▶ _PROVIDED TEXT_:
══════════
When I come to his speech I confess I am in some little difficulty. The subject of his Motion is To call attention to the importance of postwar civil air transport to the British Empire with special reference to the need for the organization of research and other educational facilities in universities, technical colleges and schools in this country. In his deeply interesting speech of some thirty minutes he devoted, I think, 85 seconds to the question of research, something like three and a half minutes to education which comprised geography, history and a great many topics which are not immediately, though of course ultimately, concerned with civil aviation. He said he hoped that I was fully instructed to deal with a large number of specific questions which he put. But not one of those questions, so far as I could see, had any immediate bearing on research or education, the topics which I imagined he wished to emphasize this afternoon.
══════════
▶ _DATA FOR PROCESSING_:
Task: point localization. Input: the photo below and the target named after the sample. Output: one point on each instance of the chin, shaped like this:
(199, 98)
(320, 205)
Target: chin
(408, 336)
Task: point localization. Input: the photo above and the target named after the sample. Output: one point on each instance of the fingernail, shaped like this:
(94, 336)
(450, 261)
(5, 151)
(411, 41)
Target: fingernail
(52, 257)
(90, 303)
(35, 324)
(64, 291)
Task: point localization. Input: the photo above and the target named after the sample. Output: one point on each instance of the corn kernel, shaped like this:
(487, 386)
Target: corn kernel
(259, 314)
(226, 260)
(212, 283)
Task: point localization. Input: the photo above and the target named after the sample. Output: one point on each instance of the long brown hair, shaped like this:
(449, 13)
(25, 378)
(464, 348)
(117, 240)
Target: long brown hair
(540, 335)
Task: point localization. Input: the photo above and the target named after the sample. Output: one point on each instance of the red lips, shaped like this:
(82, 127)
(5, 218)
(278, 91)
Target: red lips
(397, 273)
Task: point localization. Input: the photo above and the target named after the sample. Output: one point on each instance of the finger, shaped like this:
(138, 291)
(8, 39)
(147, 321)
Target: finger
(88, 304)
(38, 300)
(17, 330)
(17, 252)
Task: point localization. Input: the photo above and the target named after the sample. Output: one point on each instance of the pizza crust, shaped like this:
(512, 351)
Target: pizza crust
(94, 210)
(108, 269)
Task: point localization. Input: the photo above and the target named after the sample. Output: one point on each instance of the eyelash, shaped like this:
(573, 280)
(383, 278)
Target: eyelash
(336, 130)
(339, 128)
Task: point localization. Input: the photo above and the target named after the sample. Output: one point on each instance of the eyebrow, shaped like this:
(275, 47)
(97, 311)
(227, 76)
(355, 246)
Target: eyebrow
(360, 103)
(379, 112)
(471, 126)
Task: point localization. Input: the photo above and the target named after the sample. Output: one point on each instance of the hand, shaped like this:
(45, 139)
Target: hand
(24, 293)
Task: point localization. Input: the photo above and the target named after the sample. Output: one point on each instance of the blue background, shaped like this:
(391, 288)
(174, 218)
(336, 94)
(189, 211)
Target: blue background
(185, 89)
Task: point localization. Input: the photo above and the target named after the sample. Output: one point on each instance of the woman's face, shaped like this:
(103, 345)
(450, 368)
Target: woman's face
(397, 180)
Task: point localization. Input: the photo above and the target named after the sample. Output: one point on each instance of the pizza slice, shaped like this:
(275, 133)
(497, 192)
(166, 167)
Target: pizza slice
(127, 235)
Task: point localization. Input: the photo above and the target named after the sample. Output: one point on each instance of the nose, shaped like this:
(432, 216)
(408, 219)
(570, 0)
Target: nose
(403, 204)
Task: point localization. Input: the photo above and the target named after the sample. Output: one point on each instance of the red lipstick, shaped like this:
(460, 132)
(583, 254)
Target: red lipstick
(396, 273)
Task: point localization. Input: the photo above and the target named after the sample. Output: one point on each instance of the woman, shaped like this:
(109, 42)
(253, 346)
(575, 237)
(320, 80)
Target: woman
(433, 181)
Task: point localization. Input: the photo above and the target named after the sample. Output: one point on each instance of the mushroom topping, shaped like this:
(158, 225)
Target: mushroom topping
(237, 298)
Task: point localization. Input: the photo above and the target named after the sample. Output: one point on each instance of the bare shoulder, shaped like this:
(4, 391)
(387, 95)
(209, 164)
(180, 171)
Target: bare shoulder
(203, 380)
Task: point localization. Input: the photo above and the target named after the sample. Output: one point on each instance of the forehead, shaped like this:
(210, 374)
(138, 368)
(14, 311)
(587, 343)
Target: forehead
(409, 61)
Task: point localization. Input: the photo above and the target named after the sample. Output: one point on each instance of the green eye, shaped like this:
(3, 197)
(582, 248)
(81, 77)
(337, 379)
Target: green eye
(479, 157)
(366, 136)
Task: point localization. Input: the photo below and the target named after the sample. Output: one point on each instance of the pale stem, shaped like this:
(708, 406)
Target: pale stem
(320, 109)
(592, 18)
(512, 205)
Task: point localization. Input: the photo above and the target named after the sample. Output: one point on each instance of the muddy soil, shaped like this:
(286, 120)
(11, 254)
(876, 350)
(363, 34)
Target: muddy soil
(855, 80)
══════════
▶ _TASKS TO CARRY OUT_:
1. Collect each line of the records that contains the string "pizza", matching its case exactly.
2. Extend the speech about postwar civil air transport, picking up right after its final sentence.
The text and the records have nothing to do with each other.

▶ _OUTPUTS IN ORDER_:
1.
Task: point localization. Input: the photo above and the target named after the sample. Output: one point on each instance of the pizza crust, shaped like this:
Target: pizza crust
Task: point localization. Input: the photo above and the target named after the sample. Output: one point on each instance of the pizza slice, shaped like this:
Target: pizza slice

2.
As to the definite points he put, I can only say this much. It is of course elementary that the type of air transport that we can develop must depend upon the sort of routes and the distances which we have to fly. The longer the trip the more the saving in time; the shorter the trip the more pay-load we can carry. Hence for any given aircraft there is an optimum distance between stations and, conversely, the design of transport aircraft is bound to depend to some extent on the type of trip it is intended to make. This question is relevant when we are considering civil aviation from the national point of view. In the United Kingdom we have probably the best developed system of railways and roads in the whole world and it would be extremely difficult for aviation to compete in providing swift transport between the nearer towns. On the other hand, when we consider Imperial air traffic, the distances between the Colonies, the Dominions, India and the Mother Country are very great, with the result that pay-loads are apt to be very small and transport by air correspondingly costly. The United States and for that matter, Russia, where large towns a convenient distance apart present scope for great development of internal air transport, have a much easier problem. They can develop great air services in their own territory and reach out abroad as, when and where it suits them. We have to consider civil aviation from the beginning from a wider point of view.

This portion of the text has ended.